• DOCUMENT EXTRACT:
+++
How I Met Your Mother (2005–2014): Season 8, Episode 13 - Band or DJ? - full transcript

Robin's dad denies Barney permission to marry his daughter, Marshall and Lily deal with Marvin's constipation, and why is Ted so dead-set against hiring a band for Barney and Robin's wedding?

Kids, in late 2012...

I received a very
important text message.

Uncle Barney and Aunt
Robin were engaged...

marking a truly happy
time for our little group.

The problem was... one of
us was definitely not happy.

Marvin will not stop crying.

What do you guys think it is?
Is he hungry?

Well, that must be it.

Huh! Thank you for
thinking of that, Ted.

And here we were just watering him
and facing him towards the sunlight.

Sorry. I haven't slept in...

January.

Food going in isn't the problem.

It's what's coming out... or not coming out.

- He hasn't pooped in three days.
- Yeah.

Normally, I wouldn't wish one of his
dirty diapers on my worst enemy...

but now I kind of miss poppin'
the hood in the morning...

and finding that first big,
juicy, black...

Lily! I'm eating chili.

I'm eating chili, Lily.

Confetti.

Big blast of confetti.

Normally, the kid's
a confetti machine.

He's Rip Taylor in a diaper.

I have a feeling at this point,
Rip Taylor is Rip Taylor in a diaper.

And with that image,
dinner is done.

- Hey, guys.
- Well, well, well.

Here comes the bride!
Now the annoying part, right?

Planning the wedding.

- So not fun, right?
- I don't know. I'm kind of looking forward to it.

Fine. I'll do it for you.

First thing we need
to do is set a date.

May 25, 2013.

Thank you, Ted.
The ladies are talking.

Actually, that... that is the date.

Ted offered to help with
the planning a little.

And, well, uh...

- That's a big binder.
- Oh, this?

This is just cakes.

Anyway, we're having
the ceremony...

at that beautiful little
church out on Long Island...

where Victoria almost got
married... lovely spot.

And then we're gonna have a
reception in a big white tent...

on the front lawn of the hotel.

Oh, and, uh, the colors are cream and lilac.

- I'm-a cut you, bitch!
- Oh, Lily, Lily, L-Lily...

Whoa, whoa, whoa, whoa.

I'm cool. I'm cool.

Hey, Robin, where's Barney?
Did he skip town already?

If so, exactly what time was it?

It's important for the over-under.

Barney's fine. It's just, well,
earlier this morning...

So, it's been three
days since I said yes.

True.

And your panic attacks are getting
shorter and further apart.

I can't do this!
I feel like I'm drowning!

Also true.

So I guess we're
officially engaged.

Maybe we should tell our parents.
+++
• ITEMS:
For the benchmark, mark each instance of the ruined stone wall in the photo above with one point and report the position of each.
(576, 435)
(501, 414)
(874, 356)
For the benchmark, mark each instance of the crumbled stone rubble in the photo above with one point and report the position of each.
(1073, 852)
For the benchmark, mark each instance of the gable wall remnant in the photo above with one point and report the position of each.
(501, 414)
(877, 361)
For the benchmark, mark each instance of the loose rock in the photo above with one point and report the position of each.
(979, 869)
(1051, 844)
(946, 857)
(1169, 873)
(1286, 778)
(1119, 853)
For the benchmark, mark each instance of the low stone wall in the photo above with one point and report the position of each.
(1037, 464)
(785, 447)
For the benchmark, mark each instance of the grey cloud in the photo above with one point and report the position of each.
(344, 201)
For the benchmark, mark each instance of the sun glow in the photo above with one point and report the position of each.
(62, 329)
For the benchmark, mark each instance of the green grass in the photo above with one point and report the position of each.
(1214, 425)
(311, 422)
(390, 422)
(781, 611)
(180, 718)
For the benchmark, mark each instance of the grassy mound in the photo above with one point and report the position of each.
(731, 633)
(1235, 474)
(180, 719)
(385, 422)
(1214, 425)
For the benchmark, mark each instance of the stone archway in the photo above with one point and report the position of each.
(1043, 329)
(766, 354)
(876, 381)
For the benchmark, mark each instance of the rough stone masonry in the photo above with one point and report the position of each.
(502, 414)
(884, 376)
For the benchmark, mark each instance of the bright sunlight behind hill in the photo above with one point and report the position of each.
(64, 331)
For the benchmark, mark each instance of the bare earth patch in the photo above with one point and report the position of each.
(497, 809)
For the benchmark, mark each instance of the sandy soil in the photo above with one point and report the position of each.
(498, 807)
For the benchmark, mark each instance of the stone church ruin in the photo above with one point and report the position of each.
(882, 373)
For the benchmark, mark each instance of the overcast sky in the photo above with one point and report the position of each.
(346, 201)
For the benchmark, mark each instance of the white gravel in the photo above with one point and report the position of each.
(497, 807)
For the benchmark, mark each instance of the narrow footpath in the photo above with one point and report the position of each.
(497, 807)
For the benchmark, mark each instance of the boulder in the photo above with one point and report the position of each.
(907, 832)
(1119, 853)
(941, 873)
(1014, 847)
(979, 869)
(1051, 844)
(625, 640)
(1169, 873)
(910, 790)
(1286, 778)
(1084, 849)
+++
• STATED PROBLEM 1:
Translate this sentence from the sitcom transcript into Spanish: "Food going in isn't the problem."
• STATED PROBLEM 2:
Return each line of the records that contains the word "masonry".
The records have nothing to do with the text.

• REPLY 1:
La comida que entra no es el problema.

• REPLY 2:
For the benchmark, mark each instance of the rough stone masonry in the photo above with one point and report the position of each.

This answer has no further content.